Your objective
A faithful transcript of all the lines below, with no pictures, is the goal here.

Stored data entries
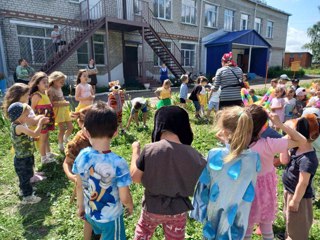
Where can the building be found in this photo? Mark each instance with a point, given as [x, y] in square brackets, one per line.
[305, 59]
[130, 38]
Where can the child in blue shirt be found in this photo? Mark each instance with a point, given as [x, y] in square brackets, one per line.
[103, 177]
[184, 89]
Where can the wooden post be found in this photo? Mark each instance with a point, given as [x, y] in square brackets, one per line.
[106, 56]
[143, 63]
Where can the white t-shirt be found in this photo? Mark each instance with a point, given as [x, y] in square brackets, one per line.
[215, 97]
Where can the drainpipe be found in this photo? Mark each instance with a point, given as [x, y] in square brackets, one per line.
[199, 36]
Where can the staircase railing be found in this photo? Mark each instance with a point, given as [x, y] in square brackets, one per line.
[69, 33]
[157, 26]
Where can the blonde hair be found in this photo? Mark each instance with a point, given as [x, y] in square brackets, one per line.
[238, 122]
[14, 93]
[56, 75]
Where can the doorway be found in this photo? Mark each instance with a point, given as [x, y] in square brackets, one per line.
[130, 65]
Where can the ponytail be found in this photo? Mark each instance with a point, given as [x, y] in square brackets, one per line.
[238, 122]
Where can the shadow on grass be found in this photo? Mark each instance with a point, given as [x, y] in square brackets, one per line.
[37, 221]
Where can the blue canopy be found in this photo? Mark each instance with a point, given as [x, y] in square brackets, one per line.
[246, 39]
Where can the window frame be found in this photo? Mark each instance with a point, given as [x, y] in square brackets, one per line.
[187, 8]
[260, 24]
[246, 19]
[183, 58]
[268, 27]
[215, 25]
[158, 64]
[225, 22]
[156, 3]
[44, 38]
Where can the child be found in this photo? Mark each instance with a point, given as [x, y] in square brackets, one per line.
[225, 191]
[164, 94]
[20, 92]
[290, 104]
[184, 89]
[60, 107]
[264, 206]
[277, 103]
[302, 164]
[84, 92]
[168, 168]
[24, 148]
[138, 104]
[195, 94]
[116, 100]
[252, 93]
[41, 105]
[301, 102]
[103, 178]
[214, 98]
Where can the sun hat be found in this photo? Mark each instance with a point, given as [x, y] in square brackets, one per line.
[15, 110]
[56, 75]
[301, 92]
[284, 77]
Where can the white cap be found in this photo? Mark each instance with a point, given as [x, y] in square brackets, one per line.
[301, 92]
[311, 110]
[285, 77]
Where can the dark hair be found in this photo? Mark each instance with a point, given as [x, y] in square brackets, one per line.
[20, 60]
[137, 105]
[35, 80]
[80, 72]
[101, 121]
[201, 79]
[13, 94]
[259, 118]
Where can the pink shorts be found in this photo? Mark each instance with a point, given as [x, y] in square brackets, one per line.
[173, 225]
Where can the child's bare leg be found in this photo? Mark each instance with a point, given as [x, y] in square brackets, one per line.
[87, 231]
[69, 130]
[61, 133]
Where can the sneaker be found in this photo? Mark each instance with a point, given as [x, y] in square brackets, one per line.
[31, 200]
[47, 160]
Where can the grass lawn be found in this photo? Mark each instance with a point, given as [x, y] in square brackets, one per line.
[55, 217]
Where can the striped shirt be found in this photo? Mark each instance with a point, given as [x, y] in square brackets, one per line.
[225, 77]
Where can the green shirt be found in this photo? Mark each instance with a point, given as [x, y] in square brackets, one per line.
[23, 144]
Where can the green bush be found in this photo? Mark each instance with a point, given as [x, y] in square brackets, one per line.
[275, 72]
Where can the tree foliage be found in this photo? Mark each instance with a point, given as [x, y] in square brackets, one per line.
[314, 45]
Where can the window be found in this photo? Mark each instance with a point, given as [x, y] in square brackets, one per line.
[244, 22]
[156, 59]
[211, 13]
[162, 9]
[98, 50]
[188, 54]
[257, 25]
[35, 44]
[188, 11]
[228, 19]
[269, 29]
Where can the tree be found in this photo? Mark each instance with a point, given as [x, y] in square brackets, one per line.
[314, 45]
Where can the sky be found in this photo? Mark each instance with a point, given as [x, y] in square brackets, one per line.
[304, 13]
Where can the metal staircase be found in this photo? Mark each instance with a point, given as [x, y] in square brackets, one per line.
[90, 20]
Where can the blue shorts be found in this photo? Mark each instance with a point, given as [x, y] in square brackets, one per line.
[197, 105]
[113, 230]
[213, 105]
[144, 109]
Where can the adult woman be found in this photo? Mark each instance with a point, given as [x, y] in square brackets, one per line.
[228, 77]
[163, 73]
[92, 72]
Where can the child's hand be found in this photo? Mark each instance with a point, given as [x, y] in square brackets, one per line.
[293, 206]
[275, 119]
[44, 120]
[136, 146]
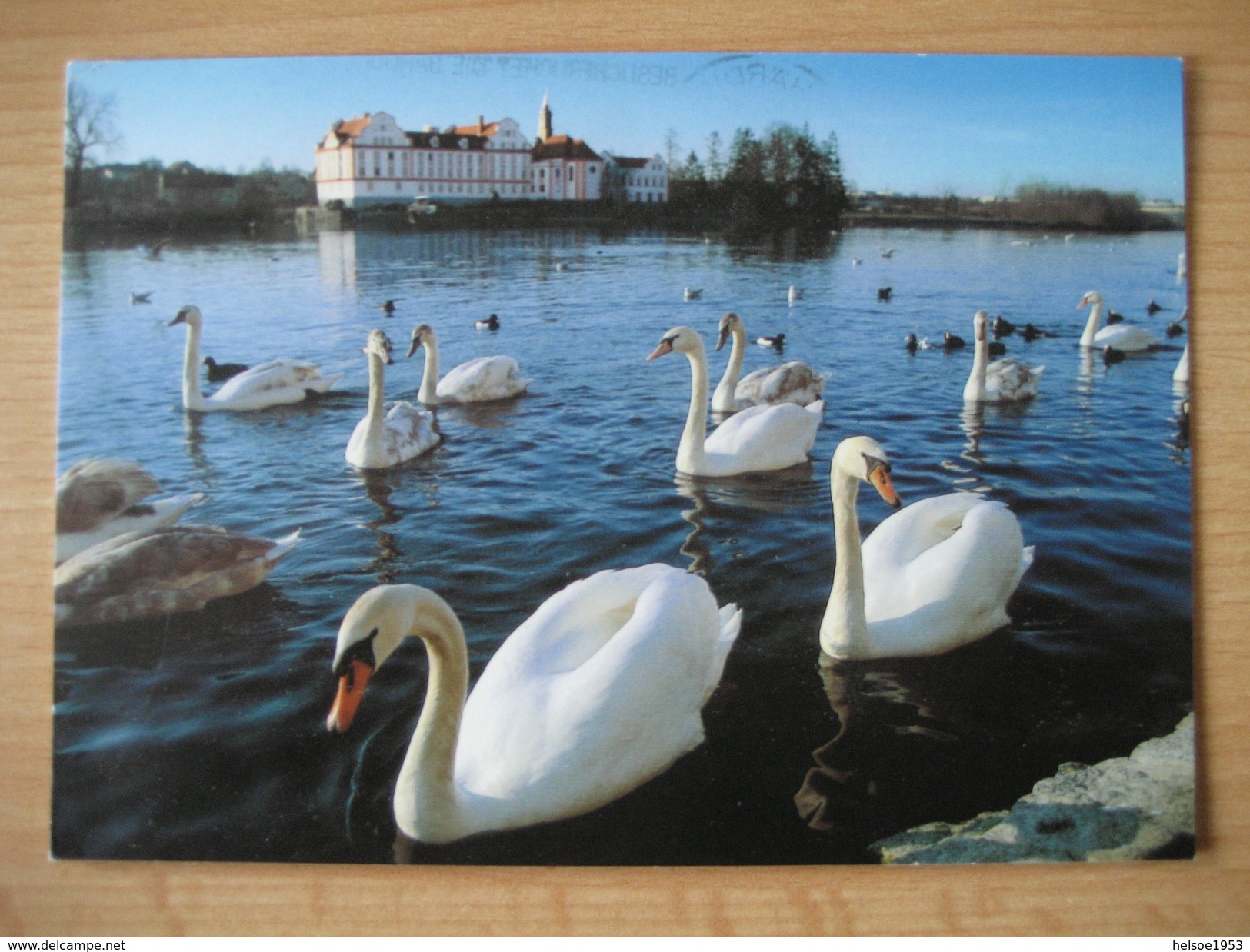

Response area
Where can the building be found in this photo? Mark each instance with a point, given as [x, y] in square brackets, one per line.
[305, 59]
[130, 38]
Where can the child in blue shirt be found in this photo? Mark each instance with a point, given as [x, y] in square brackets, one per line.
[103, 177]
[184, 89]
Where can the wooden post be found in this photo? Mark each instance with a point, given as [x, y] in square brackets, one per line.
[106, 56]
[143, 63]
Where can the white t-shirt be found in this photo? Mark each instance with a point, given as [x, y] in square brackets, one per line.
[215, 97]
Where can the drainpipe be found in this photo? Mark each instance with a point, given as [x, y] in square brackets, one per line.
[199, 36]
Where can the staircase railing be found in this photo? Mark each instance with a point, given as [x, y] in square brackets, one per line.
[69, 33]
[157, 26]
Where can the blonde hair be found in this photo? Mark each instance with a point, given as [x, y] in square brackets, one per line.
[238, 122]
[14, 93]
[56, 75]
Where can the doorway be found in this photo? Mark each instance with a point, given as [x, y] in square brackets, one per line.
[130, 65]
Where can the ponytail be found in this photo? Mark each instance with a point, given as [x, y] in square brackets, one per line.
[238, 122]
Where can the shadow on grass be found in this photo? Mark each instance with a point, given as [x, y] in square brackets, one per line.
[37, 221]
Where can the blue canopy be found in this photo? Mark each instance with a point, given as [x, y] in square brackets, one per line.
[246, 39]
Where can the window frame be found in this photo? Mark each instance with a point, given as [x, y] in square brackets, one per line.
[187, 8]
[260, 24]
[246, 19]
[183, 58]
[268, 27]
[215, 25]
[158, 64]
[225, 22]
[156, 3]
[44, 38]
Where can the child be found in this photo? Mark each instance with a point, given as [x, y] in square brackets, one per line.
[225, 191]
[164, 94]
[20, 92]
[290, 104]
[184, 89]
[60, 107]
[264, 206]
[277, 103]
[302, 164]
[84, 92]
[168, 168]
[24, 148]
[138, 104]
[195, 94]
[116, 100]
[252, 93]
[41, 105]
[301, 102]
[103, 178]
[214, 98]
Where can the sun hat be found in this photo? Mark each instance with a point, given as [x, y] in square brackets, one per line.
[15, 110]
[56, 75]
[301, 92]
[284, 77]
Where can the white cap be found in this photo? Mark each instance with a point, given as [x, y] in square brackets, one per line.
[301, 92]
[311, 110]
[285, 77]
Where can the dark hair be found in this photo? Mark each instance with a point, given as [x, y] in square brackets, one per line.
[20, 60]
[137, 105]
[35, 80]
[80, 72]
[101, 121]
[201, 79]
[13, 94]
[259, 118]
Where can the pink shorts be found in this photo? Mark each instance with a point, given as [x, y] in square brackets, one per line.
[173, 225]
Where can the child's bare leg be found in this photo? Mark each instance with a point, given as [x, y] in square brackets, one per line.
[87, 231]
[69, 130]
[61, 133]
Where can the sneaker be found in this photo? Mark each instance with a point, given as [x, y] in square brackets, one per line.
[31, 200]
[47, 160]
Where can the grass lawn be found in this photo? Mark each instance with a point, given as [x, y] in square brackets, one per line.
[55, 217]
Where can the striped shirt be found in this photo? Mark each instance with a point, given as [x, y] in square brackets, one per line.
[225, 77]
Where can the green shirt be found in this photo? Mark each instance with a point, given as [x, y] in square brackets, one per line.
[23, 144]
Where can the green bush be found in this photo? Mark each instance with a point, given as [x, y] in square brackets, one per line.
[275, 72]
Where can the tree foliage be found in this photo? Mark each instance with a point, given as [x, y] in square brackets, one per line.
[314, 45]
Where can the window be found in this photo? Mark each instance with a point, given as [x, y] in square brackets, one per line.
[244, 22]
[156, 59]
[211, 13]
[162, 9]
[98, 50]
[188, 54]
[257, 25]
[35, 44]
[188, 11]
[228, 19]
[269, 29]
Where can the tree be found in this photo? Mark each instance with a point, given as [x, y] in square brackets, one per line.
[314, 45]
Where can the sky be found in this photo? Mark each instance with a point, given as [x, y] in square brackets, one per line.
[304, 13]
Where can the metal staircase be found in this photo? Mark each instance with a point, given as [x, y] in square brackets, one per line.
[90, 20]
Where can the blue shorts be found in this photo? Mark each instance with a point, given as [x, y] in square brackets, one per line.
[197, 105]
[113, 230]
[213, 105]
[144, 109]
Where can the adult woman be found in this photo? Mark each instance with a point, given as [x, y] in square brackets, one per line.
[228, 77]
[163, 73]
[92, 72]
Where can the child's hand be found in this photo? Mark each instance with a point, given as [x, y] in square brackets, one per line.
[293, 206]
[275, 119]
[44, 120]
[136, 146]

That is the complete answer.